=== Document segment ===
Operational and financial country-by-country reporting is part of a new transfer pricing documentation standard. This standard was created under BEPS Action 13. Country-by-country reporting refers to a disclosure form that reports certain financial metrics by tax jurisdiction in which a multinational enterprise group operates. It includes revenue, income, taxes and indicators of economic activity (i.e. employees, stated capital, retained earnings, tangible assets). The OECD recommends that the country-by-country report be prepared by multinational enterprise groups with annual revenue for the preceding year equal to or exceeding €750 million for taxation years beginning on or after January 1, 2016, with a filing due date 12 months after the end of the taxation year. The country-by-country information will be exchanged between treaty partners where the multinational enterprise group has operations (as reported on its country-by-country filing) that have implemented the country-by-country reporting standards.

Canada has accepted the OECD's country-by-country reporting standards and these requirements are set out in section 233.8 of the Act.

Handbooks released
According to the OECD, The Country-by-Country Reporting: Handbook on Effective Implementation is a practical guide to assist countries in implementing country-by-country reporting, taking into account:

  • Key factors that countries should consider in introducing a domestic legal framework for the filing and use of country-by-country reports
  • Issues concerning the implementation and operation of an international framework for the exchange of country-by-country reports
  • Operational aspects of country-by-country reporting, including mechanisms to identify entities required to file country-by-country reports in a country, governmental handling of country-by-country reports and the importance of effective sanctions for non-compliance
  • Practical issues including the importance of providing guidance to taxpayers and tax authority staff, engaging with stakeholders and providing training for tax staff who will deal with country-by-country reports.

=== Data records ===

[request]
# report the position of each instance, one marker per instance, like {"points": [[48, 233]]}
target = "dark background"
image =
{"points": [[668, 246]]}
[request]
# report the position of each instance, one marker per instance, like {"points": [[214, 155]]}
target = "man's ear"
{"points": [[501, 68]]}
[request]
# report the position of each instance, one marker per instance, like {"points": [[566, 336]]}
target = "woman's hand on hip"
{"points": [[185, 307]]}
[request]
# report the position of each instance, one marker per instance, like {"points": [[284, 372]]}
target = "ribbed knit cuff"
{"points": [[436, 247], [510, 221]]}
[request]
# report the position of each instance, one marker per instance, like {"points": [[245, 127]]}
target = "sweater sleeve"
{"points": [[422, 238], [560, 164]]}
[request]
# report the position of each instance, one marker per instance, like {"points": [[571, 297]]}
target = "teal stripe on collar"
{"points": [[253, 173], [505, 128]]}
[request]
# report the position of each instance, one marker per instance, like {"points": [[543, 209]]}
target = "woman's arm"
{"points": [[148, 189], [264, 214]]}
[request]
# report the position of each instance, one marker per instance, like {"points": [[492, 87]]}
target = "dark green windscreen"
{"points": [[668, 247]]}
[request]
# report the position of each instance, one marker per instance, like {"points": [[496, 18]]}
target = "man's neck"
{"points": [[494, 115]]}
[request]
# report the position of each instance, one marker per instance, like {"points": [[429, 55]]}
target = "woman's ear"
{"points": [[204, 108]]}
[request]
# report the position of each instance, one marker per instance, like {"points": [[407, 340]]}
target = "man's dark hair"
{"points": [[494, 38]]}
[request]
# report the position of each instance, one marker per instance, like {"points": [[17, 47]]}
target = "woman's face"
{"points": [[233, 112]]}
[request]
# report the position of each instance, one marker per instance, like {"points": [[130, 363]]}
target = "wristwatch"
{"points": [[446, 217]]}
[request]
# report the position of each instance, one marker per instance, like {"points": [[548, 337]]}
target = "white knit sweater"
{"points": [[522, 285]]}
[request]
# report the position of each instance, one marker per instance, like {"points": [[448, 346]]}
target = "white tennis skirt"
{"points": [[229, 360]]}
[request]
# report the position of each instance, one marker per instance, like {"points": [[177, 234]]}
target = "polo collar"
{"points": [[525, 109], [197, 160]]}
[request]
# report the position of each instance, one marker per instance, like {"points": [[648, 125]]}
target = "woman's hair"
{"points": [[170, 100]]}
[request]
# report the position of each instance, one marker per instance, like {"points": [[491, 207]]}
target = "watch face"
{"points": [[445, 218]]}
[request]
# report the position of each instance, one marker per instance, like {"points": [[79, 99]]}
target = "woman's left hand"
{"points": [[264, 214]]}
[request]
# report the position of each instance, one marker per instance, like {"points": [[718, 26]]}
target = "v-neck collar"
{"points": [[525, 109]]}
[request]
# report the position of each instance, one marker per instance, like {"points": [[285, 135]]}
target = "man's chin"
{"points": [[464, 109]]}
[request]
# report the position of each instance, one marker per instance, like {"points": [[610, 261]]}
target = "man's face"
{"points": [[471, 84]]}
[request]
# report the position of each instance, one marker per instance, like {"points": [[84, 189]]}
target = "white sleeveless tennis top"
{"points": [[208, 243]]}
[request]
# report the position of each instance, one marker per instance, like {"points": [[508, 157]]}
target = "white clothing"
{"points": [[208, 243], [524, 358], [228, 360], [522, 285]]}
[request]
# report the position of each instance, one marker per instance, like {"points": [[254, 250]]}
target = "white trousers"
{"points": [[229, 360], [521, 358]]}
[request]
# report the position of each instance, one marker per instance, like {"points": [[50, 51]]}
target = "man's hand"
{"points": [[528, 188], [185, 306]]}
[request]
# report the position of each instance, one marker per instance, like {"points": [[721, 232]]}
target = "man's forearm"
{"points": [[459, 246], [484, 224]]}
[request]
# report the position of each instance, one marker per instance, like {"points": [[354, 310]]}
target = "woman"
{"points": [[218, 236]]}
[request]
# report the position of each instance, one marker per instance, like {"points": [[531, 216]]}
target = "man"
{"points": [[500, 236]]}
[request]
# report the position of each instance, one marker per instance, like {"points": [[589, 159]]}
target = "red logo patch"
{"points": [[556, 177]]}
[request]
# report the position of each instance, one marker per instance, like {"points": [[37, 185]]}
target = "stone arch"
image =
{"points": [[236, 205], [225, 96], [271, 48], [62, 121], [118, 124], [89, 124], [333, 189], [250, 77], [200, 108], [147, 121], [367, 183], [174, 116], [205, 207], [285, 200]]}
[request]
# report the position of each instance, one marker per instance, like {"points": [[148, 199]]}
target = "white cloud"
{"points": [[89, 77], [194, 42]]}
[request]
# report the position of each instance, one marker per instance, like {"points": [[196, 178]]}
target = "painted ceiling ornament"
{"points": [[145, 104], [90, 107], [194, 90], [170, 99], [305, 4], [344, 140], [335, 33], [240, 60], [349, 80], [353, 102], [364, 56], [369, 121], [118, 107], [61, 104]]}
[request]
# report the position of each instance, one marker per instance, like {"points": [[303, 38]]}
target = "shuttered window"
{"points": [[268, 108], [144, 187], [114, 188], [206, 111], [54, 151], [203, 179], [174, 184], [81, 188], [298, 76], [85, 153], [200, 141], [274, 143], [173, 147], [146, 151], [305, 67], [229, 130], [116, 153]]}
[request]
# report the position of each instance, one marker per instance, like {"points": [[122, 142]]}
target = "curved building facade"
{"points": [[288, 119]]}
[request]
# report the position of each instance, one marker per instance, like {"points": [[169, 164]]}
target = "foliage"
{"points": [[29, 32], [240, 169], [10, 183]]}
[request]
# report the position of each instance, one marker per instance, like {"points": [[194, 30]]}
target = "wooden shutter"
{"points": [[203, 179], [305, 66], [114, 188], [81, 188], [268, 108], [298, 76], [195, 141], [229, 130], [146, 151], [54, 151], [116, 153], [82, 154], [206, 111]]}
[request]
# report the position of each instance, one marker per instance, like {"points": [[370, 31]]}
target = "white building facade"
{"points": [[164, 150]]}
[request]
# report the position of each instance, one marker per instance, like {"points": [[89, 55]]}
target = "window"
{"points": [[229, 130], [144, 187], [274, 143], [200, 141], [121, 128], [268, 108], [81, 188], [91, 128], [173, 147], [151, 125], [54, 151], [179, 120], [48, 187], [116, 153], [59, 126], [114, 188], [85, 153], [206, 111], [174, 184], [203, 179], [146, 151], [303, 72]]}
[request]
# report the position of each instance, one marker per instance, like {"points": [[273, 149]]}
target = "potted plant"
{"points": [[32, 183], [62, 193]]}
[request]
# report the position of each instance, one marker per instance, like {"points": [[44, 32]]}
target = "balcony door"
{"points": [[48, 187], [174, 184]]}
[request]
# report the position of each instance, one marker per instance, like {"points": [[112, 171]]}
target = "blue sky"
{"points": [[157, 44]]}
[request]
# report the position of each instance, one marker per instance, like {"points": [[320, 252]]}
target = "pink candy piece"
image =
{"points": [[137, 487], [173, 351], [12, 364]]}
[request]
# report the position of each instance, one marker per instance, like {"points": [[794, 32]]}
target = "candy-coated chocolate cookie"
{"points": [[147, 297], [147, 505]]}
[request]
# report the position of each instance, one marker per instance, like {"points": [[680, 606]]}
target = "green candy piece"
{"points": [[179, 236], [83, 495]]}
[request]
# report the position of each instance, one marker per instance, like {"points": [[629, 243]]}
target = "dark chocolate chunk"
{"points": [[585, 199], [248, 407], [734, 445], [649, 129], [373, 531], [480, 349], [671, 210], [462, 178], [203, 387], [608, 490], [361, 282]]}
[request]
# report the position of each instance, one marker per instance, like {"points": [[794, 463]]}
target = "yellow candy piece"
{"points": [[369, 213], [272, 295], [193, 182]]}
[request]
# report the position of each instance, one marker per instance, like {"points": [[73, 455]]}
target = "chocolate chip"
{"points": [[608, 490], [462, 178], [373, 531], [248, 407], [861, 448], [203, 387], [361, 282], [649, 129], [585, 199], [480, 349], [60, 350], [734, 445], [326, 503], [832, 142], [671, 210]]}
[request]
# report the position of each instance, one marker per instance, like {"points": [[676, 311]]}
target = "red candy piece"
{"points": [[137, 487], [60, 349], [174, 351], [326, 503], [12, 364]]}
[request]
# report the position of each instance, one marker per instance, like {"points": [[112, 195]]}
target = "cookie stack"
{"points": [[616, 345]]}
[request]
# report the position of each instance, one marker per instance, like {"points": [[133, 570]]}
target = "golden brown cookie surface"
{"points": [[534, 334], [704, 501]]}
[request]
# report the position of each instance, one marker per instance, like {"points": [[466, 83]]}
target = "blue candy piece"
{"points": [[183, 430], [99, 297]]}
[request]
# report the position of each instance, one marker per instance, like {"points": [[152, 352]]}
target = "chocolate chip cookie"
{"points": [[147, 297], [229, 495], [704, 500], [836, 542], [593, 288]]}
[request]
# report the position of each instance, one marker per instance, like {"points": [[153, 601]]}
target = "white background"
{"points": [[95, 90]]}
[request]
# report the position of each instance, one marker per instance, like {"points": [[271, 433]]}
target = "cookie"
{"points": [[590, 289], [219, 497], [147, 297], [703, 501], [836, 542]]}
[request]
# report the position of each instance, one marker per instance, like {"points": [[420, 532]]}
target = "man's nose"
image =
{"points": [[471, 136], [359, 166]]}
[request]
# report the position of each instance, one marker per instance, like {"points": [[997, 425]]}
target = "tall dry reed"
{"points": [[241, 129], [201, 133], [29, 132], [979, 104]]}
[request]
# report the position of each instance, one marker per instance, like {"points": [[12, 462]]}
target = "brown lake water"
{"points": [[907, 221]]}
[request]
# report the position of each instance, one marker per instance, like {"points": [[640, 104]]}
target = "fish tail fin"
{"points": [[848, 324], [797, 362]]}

=== Exercise requirements ===
Pick up the country-by-country reporting text after its final sentence and keep writing.

=== Output of the task ===
The Country-by-Country Reporting: Handbook on Effective Tax Risk Assessment supports countries in the effective use of country-by-country reports by incorporating them into a tax authority's risk assessment process, including:

  • A description of the role of tax risk assessment in tax administration, the core characteristics of an effective risk assessment system, and examples of the approaches used in different countries
  • An outline of the information contained in country-by-country reports, and the potential advantages country-by-country reports have over data from other sources
  • Consideration of the ways in which country-by-country reports can be incorporated into a tax authority's risk assessment framework and a description of some of the main potential tax risk indicators that may be identified using country-by-country reports
  • A description of some of the challenges that may be faced by a tax authority in using country-by-country reports for tax risk assessment and how some of these may be dealt with
  • An outline of some of the other sources of data that may be used by a tax authority alongside country-by-country reports
  • An overview of how the results of a tax risk assessment using country-by-country reports may be used and the next steps that should be taken.


For more information, contact your KPMG adviser.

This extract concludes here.